Position identification records>
::::::::::

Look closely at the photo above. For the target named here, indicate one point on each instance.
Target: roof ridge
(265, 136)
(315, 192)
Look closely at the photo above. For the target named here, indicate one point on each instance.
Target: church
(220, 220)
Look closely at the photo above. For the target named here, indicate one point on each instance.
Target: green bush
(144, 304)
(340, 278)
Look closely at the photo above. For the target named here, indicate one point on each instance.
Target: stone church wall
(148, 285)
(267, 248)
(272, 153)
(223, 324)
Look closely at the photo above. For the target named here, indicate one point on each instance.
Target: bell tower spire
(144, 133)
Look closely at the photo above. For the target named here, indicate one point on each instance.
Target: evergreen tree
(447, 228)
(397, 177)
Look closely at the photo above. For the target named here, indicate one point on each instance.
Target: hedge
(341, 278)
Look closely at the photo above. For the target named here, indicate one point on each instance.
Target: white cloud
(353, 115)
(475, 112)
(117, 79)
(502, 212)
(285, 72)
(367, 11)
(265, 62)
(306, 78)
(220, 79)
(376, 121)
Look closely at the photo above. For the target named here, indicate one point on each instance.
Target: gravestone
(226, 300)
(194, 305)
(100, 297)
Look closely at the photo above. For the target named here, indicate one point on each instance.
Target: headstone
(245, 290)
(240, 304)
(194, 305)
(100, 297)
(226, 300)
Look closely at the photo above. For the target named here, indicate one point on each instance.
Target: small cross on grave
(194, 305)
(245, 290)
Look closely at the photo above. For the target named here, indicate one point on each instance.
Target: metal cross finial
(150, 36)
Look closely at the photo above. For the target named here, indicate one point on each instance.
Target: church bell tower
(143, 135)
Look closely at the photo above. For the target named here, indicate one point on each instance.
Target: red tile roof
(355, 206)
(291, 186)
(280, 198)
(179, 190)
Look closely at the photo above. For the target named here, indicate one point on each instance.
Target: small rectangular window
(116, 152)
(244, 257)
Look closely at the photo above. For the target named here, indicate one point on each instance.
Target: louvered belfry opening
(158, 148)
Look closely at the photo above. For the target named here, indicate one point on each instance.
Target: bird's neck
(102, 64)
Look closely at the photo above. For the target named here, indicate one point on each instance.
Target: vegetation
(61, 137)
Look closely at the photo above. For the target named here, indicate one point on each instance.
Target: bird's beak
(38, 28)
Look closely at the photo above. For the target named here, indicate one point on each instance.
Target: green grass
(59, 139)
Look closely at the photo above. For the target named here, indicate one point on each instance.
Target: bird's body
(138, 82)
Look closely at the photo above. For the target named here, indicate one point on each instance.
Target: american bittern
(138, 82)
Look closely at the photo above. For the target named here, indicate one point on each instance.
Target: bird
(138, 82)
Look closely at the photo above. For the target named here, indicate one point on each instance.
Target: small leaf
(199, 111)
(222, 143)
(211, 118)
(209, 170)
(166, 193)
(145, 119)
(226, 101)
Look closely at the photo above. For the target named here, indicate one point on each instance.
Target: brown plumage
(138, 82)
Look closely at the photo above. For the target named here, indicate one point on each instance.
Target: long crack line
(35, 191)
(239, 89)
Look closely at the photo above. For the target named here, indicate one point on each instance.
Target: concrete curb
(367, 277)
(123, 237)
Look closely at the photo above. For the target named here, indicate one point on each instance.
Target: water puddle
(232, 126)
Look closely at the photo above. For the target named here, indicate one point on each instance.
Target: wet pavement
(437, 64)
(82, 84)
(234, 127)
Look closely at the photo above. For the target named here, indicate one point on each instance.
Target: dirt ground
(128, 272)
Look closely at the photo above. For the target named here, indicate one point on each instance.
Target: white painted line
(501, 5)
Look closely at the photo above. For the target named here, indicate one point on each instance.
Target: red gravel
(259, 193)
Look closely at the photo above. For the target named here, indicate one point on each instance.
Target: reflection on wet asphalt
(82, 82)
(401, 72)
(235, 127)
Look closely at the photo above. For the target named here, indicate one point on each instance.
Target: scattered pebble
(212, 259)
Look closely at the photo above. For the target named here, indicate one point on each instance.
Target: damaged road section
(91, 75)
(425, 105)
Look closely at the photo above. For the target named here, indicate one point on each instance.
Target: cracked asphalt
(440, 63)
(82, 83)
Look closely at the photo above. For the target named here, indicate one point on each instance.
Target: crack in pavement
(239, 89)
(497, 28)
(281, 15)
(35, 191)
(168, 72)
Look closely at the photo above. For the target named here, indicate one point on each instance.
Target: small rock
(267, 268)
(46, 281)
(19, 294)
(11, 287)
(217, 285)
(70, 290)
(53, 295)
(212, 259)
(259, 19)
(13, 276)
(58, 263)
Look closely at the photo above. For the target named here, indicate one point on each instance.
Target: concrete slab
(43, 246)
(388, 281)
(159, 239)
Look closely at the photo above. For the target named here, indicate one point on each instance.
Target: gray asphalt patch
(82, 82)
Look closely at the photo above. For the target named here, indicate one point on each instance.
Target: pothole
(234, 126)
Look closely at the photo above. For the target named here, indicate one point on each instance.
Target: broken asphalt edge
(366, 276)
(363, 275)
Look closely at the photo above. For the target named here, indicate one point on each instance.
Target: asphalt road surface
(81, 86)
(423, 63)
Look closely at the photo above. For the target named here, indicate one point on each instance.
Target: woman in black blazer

::::::::::

Short problem>
Reproduce all of the data exactly as given.

Exercise output>
Look closely at the photo above. For the target named here, indicate one point on each instance.
Target: roof ridge
(265, 136)
(315, 192)
Look closely at the photo above. For the target named here, indicate one point on each instance.
Target: church
(220, 220)
Look closely at the photo above. For the target named here, indicate one point on each instance.
Target: green bush
(144, 304)
(340, 278)
Look closely at the photo above. For the target named here, indicate one point on each instance.
Target: stone church wall
(148, 285)
(267, 248)
(272, 153)
(223, 324)
Look closely at the photo above. For the target named here, indicate one point on each instance.
Target: bell tower spire
(144, 133)
Look closely at the photo above. For the target named here, indicate one point on each instance.
Target: evergreen tree
(447, 228)
(397, 177)
Look closely at the photo above. For the target named here, indicate one point on each instance.
Target: hedge
(341, 278)
Look closely at the photo above. For the target named here, indicate one point on each instance.
Target: white cloud
(353, 115)
(475, 112)
(117, 79)
(502, 212)
(285, 72)
(367, 11)
(265, 62)
(306, 78)
(220, 79)
(376, 121)
Look closely at the photo above. For the target named here, indicate one point on each instance.
Target: gravestone
(226, 300)
(194, 305)
(100, 297)
Look closely at the photo above. For the target named here, indicate one point on each instance.
Target: headstone
(245, 290)
(240, 304)
(194, 305)
(100, 297)
(226, 300)
Look closely at the photo above. For the target named here, indicate one point on each instance.
Target: small cross on grave
(194, 305)
(245, 290)
Look closely at the photo above. For the target named here, indicate one point on each instance.
Target: metal cross finial
(150, 36)
Look closely at the photo above. For the target named here, indicate one point on each instance.
Target: church bell tower
(143, 135)
Look closely at the photo above. For the target named here, indicate one point on each instance.
Target: red tile roof
(355, 206)
(291, 186)
(280, 198)
(179, 190)
Look closely at the photo above. For the target named here, indicate one point on each instance.
Target: small rectangular window
(116, 152)
(244, 257)
Look closely at the photo above. For the target named here, indicate one point on each instance.
Target: louvered belfry opening
(158, 148)
Look closely at the photo above. For the target named here, indicate one point on each instance.
Target: bird's neck
(102, 64)
Look closely at the photo above. For the target named here, indicate one point on each instance.
Target: vegetation
(61, 137)
Look closely at the photo above. For the target named here, indicate one point on each instance.
Target: bird's beak
(38, 28)
Look closely at the photo above. For the target named here, indicate one point on each instance.
Target: green grass
(59, 139)
Look closely at the photo above. For the target named here, indicate one point on each instance.
Target: bird's body
(138, 82)
Look closely at the photo above. For the target named here, indicate one point on each instance.
Target: american bittern
(138, 82)
Look closely at the photo above. For the target named here, indicate one point on each instance.
Target: bird
(138, 82)
Look closely at the photo above. For the target named here, indicate one point on each instance.
Target: small leaf
(199, 111)
(222, 143)
(211, 118)
(209, 170)
(166, 193)
(145, 119)
(226, 101)
Look closely at the photo above. For the target named here, indicate one point on each instance.
Target: brown plumage
(138, 82)
Look closely at the photo above. For the target named here, indicate one point on each instance.
Target: long crack line
(35, 191)
(239, 89)
Look closely at the photo above. For the target named here, indicate one point on each instance.
Target: concrete curb
(367, 277)
(123, 237)
Look closely at the photo above. For the target named here, indicate one point on each instance.
Target: water puddle
(232, 126)
Look closely at the photo above. For the target named here, indicate one point on each instance.
Target: wet pavement
(437, 64)
(82, 84)
(234, 127)
Look closely at the photo above. For the target named here, indicate one point on each instance.
Target: dirt ground
(128, 272)
Look closely at the photo above. For the target named here, indicate one point on each instance.
Target: white painted line
(501, 5)
Look closely at the photo above. For the target named here, indicate one point on each instance.
Target: red gravel
(259, 193)
Look closely at the photo above. For the target named here, indicate one point on each instance.
Target: reflection on wet asphalt
(82, 82)
(401, 72)
(235, 127)
Look closely at the photo above. For the target named here, indicate one point on each instance.
Target: scattered pebble
(212, 259)
Look closely at the photo above. For the target named here, indicate one point on each instance.
Target: damaged road section
(91, 75)
(425, 105)
Look closely at the photo above. For the target named here, indicate one point on each instance.
Target: cracked asphalt
(440, 63)
(82, 83)
Look closely at the photo above. For the target named here, indicate one point on each instance.
Target: crack in pavement
(239, 89)
(497, 28)
(281, 15)
(35, 191)
(168, 72)
Look closely at the photo above. For the target named here, indicate one point on each instance.
Target: small rock
(267, 268)
(46, 281)
(19, 294)
(11, 287)
(217, 285)
(70, 290)
(53, 295)
(212, 259)
(259, 19)
(13, 276)
(58, 263)
Look closely at the photo above. For the target named here, indicate one point on each instance.
Target: concrete slab
(43, 246)
(388, 281)
(159, 239)
Look closely at the photo above. For the target named here, indicate one point on each instance.
Target: gray asphalt patch
(82, 82)
Look closely at the photo above. For the target named here, indicate one point on each instance.
Target: pothole
(234, 126)
Look closely at the photo above. For the target named here, indicate one point on each instance.
Target: broken asphalt edge
(366, 276)
(363, 275)
Look closely at the photo above. For the target named here, indicate one point on each instance.
Target: asphalt road surface
(81, 86)
(423, 63)
Look closely at the photo above. For the target named here, indicate one point on each instance.
Target: woman in black blazer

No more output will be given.